Region segmentation data:
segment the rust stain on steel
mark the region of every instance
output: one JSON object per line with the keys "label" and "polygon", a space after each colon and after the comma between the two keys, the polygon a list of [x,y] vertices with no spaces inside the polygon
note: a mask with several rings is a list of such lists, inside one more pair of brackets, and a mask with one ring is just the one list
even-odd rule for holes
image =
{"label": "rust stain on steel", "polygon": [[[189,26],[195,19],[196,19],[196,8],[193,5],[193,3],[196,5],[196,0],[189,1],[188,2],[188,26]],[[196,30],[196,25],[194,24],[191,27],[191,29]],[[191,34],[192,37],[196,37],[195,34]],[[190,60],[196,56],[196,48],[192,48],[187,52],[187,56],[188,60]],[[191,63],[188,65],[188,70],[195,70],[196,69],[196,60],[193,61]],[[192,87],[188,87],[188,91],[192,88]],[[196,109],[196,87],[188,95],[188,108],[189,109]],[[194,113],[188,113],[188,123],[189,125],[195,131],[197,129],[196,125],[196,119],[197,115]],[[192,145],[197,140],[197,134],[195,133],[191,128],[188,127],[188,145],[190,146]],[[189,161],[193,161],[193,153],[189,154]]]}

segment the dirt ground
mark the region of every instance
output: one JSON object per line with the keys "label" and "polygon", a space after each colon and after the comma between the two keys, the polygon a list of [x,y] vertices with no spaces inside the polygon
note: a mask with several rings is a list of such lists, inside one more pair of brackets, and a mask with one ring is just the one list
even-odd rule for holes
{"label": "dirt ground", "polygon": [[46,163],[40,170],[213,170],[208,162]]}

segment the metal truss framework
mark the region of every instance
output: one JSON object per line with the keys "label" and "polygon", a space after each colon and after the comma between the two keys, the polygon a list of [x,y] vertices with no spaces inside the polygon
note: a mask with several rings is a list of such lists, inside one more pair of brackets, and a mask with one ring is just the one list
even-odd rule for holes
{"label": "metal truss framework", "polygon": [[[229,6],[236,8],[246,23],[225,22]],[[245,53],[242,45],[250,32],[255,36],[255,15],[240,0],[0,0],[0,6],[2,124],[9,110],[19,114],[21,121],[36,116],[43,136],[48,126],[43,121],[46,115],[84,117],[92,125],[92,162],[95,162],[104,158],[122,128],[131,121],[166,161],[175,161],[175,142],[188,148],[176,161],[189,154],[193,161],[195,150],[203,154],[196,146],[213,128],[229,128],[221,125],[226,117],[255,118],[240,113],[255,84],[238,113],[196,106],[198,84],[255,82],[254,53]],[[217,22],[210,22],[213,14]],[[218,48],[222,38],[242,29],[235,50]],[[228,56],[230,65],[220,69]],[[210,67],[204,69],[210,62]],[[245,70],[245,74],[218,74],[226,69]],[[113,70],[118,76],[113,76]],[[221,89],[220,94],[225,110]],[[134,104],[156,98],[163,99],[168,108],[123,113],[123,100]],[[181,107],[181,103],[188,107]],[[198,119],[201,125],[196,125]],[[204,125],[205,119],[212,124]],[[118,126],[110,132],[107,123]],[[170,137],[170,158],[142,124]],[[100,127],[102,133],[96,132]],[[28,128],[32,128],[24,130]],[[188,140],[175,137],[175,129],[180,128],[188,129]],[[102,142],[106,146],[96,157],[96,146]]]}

_Aim of the task_:
Give the lines again from the one with "segment the dirt ground" through the end, substituting "gaps" for "holes" and leaving everything else unchanged.

_Final answer_:
segment the dirt ground
mark the region of every instance
output: one JSON object per line with the keys "label" and "polygon", a space after each colon and after the comma between the two keys, the polygon a list of [x,y] vertices with no spaces inside the polygon
note: a mask with several rings is a list of such lists, inside one more pair of brackets, and a mask with one ring is just the one list
even-odd rule for gaps
{"label": "dirt ground", "polygon": [[46,163],[40,170],[213,170],[208,162]]}

segment the metal truss framework
mark the region of every instance
output: one JSON object per line with the keys "label" and "polygon", a space after each colon and after the comma between the two keys, the polygon a list of [x,y] vertices with no spaces inside the polygon
note: a mask with several rings is a list of such lists, inside one more pair of brackets, and a mask with one ring is just the one list
even-odd rule for gaps
{"label": "metal truss framework", "polygon": [[[229,6],[236,8],[246,23],[225,22]],[[245,53],[242,45],[250,32],[255,36],[255,15],[240,0],[0,0],[0,6],[2,124],[9,110],[19,114],[21,121],[36,116],[43,136],[48,126],[43,121],[46,115],[84,117],[92,125],[92,162],[95,162],[104,158],[122,128],[131,121],[166,161],[175,161],[175,142],[188,148],[176,161],[189,154],[193,161],[195,150],[203,154],[196,146],[213,128],[229,128],[221,125],[226,117],[255,118],[240,113],[255,84],[238,113],[196,106],[198,84],[255,82],[254,53]],[[217,22],[210,22],[213,14]],[[218,48],[222,38],[242,29],[235,50]],[[228,56],[230,65],[220,69]],[[210,67],[204,69],[210,62]],[[245,70],[245,74],[218,74],[226,69]],[[113,70],[118,76],[113,76]],[[221,89],[220,94],[225,110]],[[134,104],[156,98],[163,99],[168,108],[123,113],[123,100]],[[181,107],[181,103],[188,107]],[[198,119],[201,125],[196,125]],[[204,125],[205,119],[212,124]],[[118,126],[110,132],[107,123]],[[170,137],[170,158],[142,124]],[[100,127],[102,133],[96,132]],[[28,128],[32,128],[24,130]],[[188,140],[175,137],[175,129],[180,128],[188,129]],[[102,142],[106,146],[96,157],[96,146]]]}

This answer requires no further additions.